══ RECORDS FOR THE EXERCISE
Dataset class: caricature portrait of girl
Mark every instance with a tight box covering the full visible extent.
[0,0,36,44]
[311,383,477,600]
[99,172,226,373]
════
### TASK STATEMENT:
Put every line of the records above into a numbered list, leaving out any blank lines.

### RESULT FOR THIS EXERCISE:
1. Dataset class: caricature portrait of girl
2. Mark every instance with a tight box covering the full visible extent.
3. [0,0,36,44]
4. [311,383,477,600]
5. [99,172,226,373]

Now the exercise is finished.